Your objective: Skip every picture and transcribe the remaining material exactly.

(Dataset records)
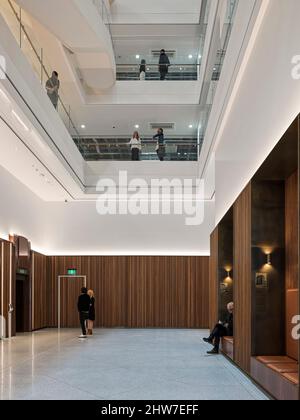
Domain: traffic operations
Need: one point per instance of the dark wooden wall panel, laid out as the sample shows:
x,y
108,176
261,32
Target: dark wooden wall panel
x,y
242,276
214,279
7,284
39,291
139,292
291,232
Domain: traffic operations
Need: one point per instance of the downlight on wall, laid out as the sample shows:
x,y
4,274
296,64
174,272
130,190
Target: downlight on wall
x,y
19,119
4,97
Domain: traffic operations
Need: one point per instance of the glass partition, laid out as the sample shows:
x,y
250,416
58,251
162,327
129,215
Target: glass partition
x,y
175,72
16,19
96,149
219,61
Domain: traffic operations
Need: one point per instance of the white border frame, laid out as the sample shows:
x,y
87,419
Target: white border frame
x,y
59,294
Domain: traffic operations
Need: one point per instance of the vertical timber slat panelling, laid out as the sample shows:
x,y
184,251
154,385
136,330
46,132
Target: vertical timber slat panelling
x,y
291,232
39,291
242,283
213,280
139,292
7,287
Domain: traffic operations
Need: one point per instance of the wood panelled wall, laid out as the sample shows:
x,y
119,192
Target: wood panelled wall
x,y
39,274
291,232
139,292
7,285
242,276
214,279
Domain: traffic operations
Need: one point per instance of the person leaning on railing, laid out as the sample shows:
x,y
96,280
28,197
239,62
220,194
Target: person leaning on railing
x,y
143,70
161,145
136,146
52,87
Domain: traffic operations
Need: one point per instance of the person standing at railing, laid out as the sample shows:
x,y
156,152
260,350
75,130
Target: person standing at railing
x,y
164,64
136,146
161,145
143,70
52,87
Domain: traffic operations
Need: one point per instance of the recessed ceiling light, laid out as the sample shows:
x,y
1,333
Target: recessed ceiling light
x,y
4,96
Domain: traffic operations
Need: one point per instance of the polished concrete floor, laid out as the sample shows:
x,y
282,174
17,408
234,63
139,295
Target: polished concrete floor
x,y
119,365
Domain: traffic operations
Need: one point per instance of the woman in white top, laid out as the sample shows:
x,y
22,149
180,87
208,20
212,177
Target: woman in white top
x,y
136,146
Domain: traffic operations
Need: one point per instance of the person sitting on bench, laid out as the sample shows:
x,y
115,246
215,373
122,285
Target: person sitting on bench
x,y
222,329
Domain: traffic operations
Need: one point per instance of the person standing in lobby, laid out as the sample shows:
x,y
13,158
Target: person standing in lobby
x,y
161,145
83,305
136,146
52,87
92,314
164,64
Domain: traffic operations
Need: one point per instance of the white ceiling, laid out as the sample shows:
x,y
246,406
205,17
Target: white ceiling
x,y
156,11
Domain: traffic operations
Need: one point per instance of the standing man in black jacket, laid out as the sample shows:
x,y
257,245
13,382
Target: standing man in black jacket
x,y
222,329
83,305
164,64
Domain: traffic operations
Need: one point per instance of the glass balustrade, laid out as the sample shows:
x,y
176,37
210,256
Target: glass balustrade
x,y
225,35
101,149
20,27
175,72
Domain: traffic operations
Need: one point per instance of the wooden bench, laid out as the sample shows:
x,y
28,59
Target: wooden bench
x,y
227,346
279,375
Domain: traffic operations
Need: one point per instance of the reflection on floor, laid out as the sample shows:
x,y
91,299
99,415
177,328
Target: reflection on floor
x,y
118,364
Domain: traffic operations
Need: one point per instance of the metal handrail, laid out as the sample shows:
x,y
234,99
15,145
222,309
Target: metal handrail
x,y
40,59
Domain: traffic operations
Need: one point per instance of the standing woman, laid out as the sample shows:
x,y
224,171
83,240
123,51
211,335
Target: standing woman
x,y
92,315
143,70
136,146
161,145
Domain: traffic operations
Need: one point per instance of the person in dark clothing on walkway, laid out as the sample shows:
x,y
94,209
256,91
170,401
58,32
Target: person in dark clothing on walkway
x,y
83,305
222,329
52,87
164,64
92,313
161,145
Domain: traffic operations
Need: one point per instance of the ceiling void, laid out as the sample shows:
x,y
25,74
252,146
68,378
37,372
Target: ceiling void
x,y
156,11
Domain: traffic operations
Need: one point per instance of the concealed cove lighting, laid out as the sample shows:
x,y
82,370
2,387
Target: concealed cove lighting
x,y
4,96
19,119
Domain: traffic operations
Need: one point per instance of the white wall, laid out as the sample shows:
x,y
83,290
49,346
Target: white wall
x,y
21,212
77,229
265,104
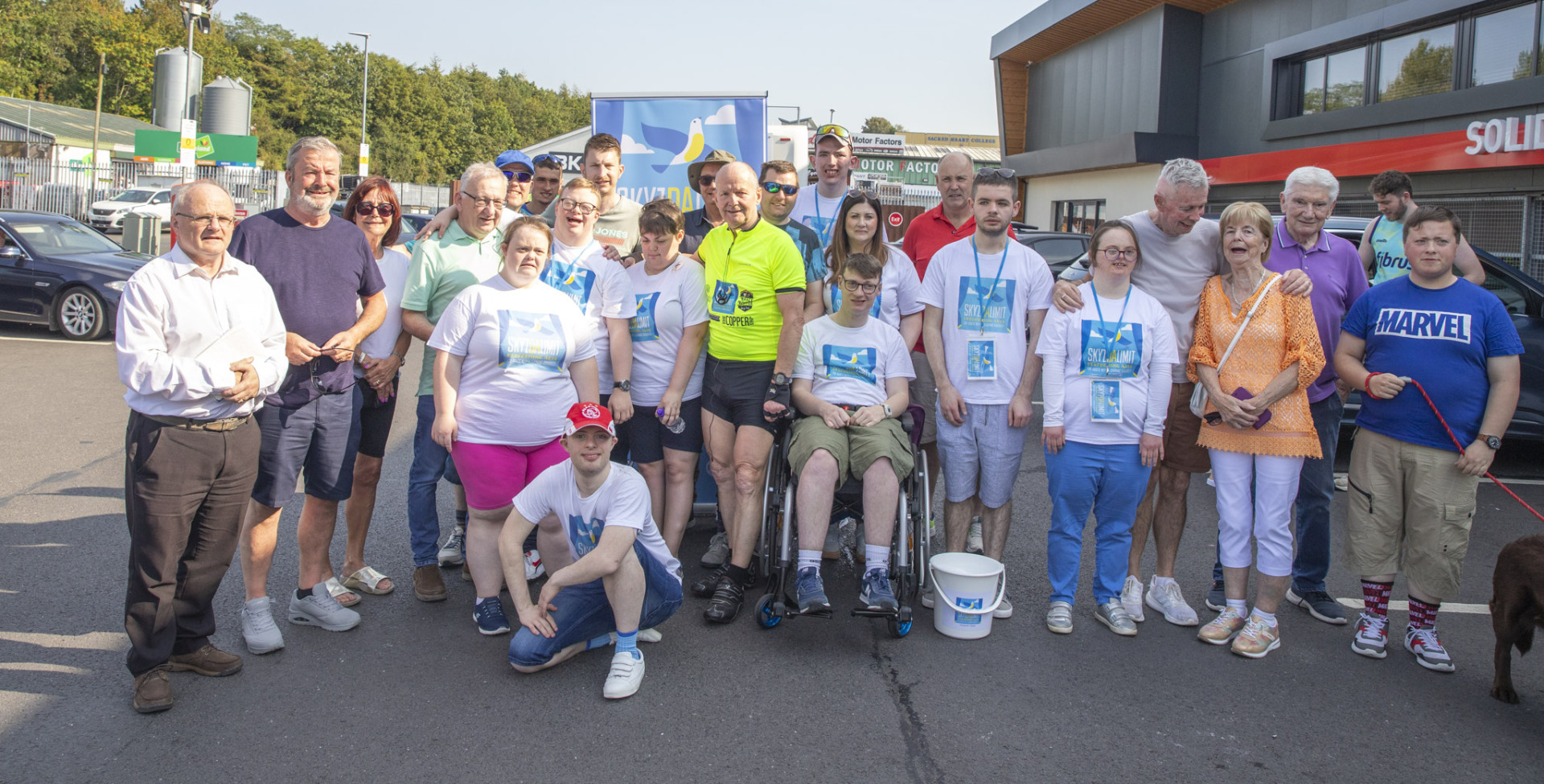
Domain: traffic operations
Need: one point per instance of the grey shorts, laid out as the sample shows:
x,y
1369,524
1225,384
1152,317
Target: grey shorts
x,y
981,458
926,394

Task output:
Domain: traffic operations
Need: one point per instance of the dark wooden wall panel, laid out as the sample shows:
x,y
108,176
261,32
Target: dark wooden wall panel
x,y
242,276
214,279
7,284
39,291
139,292
291,232
Domain: traffic operations
Need: one point per instance of the downlight on wall, laid out as the sample shows:
x,y
4,274
296,64
174,272
130,190
Target: downlight on wall
x,y
19,119
4,97
Domain: traffic operations
Need: one point per instance of the glass partition, laid out as the sample shows:
x,y
250,416
58,251
162,327
129,215
Target: glass partition
x,y
175,72
16,19
96,149
219,61
Domain: traffic operations
Need: one point per instance of the white border frame, laid out as the sample shows:
x,y
87,419
Target: white border frame
x,y
59,294
Domain: traffic operations
Need: one point per instance of the vertical timber slat panelling, laid out as the sample shows:
x,y
184,251
154,385
136,330
46,132
Target: vertical timber slat panelling
x,y
291,232
39,291
242,283
213,280
139,292
7,287
Domain: traffic operations
Need: one point per instance of the wood panelled wall, laid out as the sample shows:
x,y
119,192
Target: wood panelled wall
x,y
39,274
291,232
139,292
7,285
242,276
214,279
Domain: traffic operations
Need: one point per instance of the person leaning on railing, laid out as the sample shows:
x,y
96,280
28,197
239,62
220,194
Target: person leaning on railing
x,y
143,70
161,145
136,146
52,87
Domain: traffic operations
Need: one point per instance of the person standing at railing, laid out as the sample shows:
x,y
156,152
260,350
75,130
Target: person standing at railing
x,y
164,64
136,146
161,145
143,70
52,87
Domain: traffic operations
Need: one point per instance of the recessed ceiling light, laid out as the sample shows:
x,y
1,333
Target: recessed ceiling light
x,y
4,96
Domain: traffic operations
Need: one point per instance of the polished concrete floor, laid out as the sample shows:
x,y
282,174
17,408
234,63
139,295
Target: polished concrete floor
x,y
119,365
Domain: traffic operations
Need: one point per instance of the woman in white top, laid out as the sample shows:
x,y
22,149
180,87
208,20
212,177
Target: woman in white top
x,y
136,146
Domain: traffic operations
Need: one point per instance of the person sitting on bench, laid out as the sample shows:
x,y
115,246
215,373
122,285
Target: person sitting on bench
x,y
222,329
Domain: traffic operations
Need: one point per instance of the person standing in lobby, laid out as the sample shows:
x,y
13,158
Target: person standing in lobby
x,y
161,145
83,305
136,146
52,87
92,314
164,64
Domain: traffic operations
Need: one point per instance of the white ceiling, laid out as the sample shows:
x,y
246,406
205,17
Target: white ceiling
x,y
156,11
Domain: traffic operations
Need: one point per instance of the standing man in black jacket, laid out as the sample shows:
x,y
257,245
13,382
Target: standing man in black jacket
x,y
222,329
83,305
164,64
Domain: traffic operations
Need: one point per instance of the glass balustrade, laid out as the sample shows:
x,y
176,37
210,256
Target: glass balustrade
x,y
225,35
101,149
20,27
175,72
Domain: traffic operations
Need: one point per instance of the wooden bench, laid out as the sample shows:
x,y
28,59
Target: wooden bench
x,y
227,346
279,375
Domain: traffic operations
Need: one point per instance of the reflection on floor, laid out as the sample shows:
x,y
91,299
99,415
177,328
Target: reflection on floor
x,y
118,364
Domain: traffic operations
Need: one point per instance of the metal handrail, laid out as the sample shows:
x,y
234,99
15,145
222,309
Target: metal handrail
x,y
40,59
Domain: traffic operations
Need: one point per instance of the standing woman, laid out as the sample shows:
x,y
224,171
83,240
123,51
211,335
Target: standing woman
x,y
92,315
143,70
136,146
161,145
Domain: traffic operations
Need: one point per instance of the person in dark clothing on walkway, laid out as the sample shows:
x,y
94,209
256,91
170,401
58,32
Target: person in dark clothing on walkway
x,y
83,305
222,329
52,87
164,64
92,313
161,145
Domain: traffic operations
Need: one point per instance of the ceiling void, laid out as the sample shows:
x,y
25,74
252,146
68,378
37,372
Target: ceiling void
x,y
156,11
Domain: traffic operations
Need: one point per instance of the concealed cove lighting, laid out as the sample shows:
x,y
82,370
2,387
Target: concealed cove lighting
x,y
4,96
19,119
Domain: traffic operations
Need: one point per instance of the white wall, laid out as the sample shows:
x,y
83,290
49,346
Target: white wall
x,y
21,212
77,229
265,104
Domain: traffic operations
Need: one point per instance of the grey shorts, laid out as the sample shows:
x,y
1369,524
1225,384
1152,317
Target: grey shorts
x,y
981,458
926,394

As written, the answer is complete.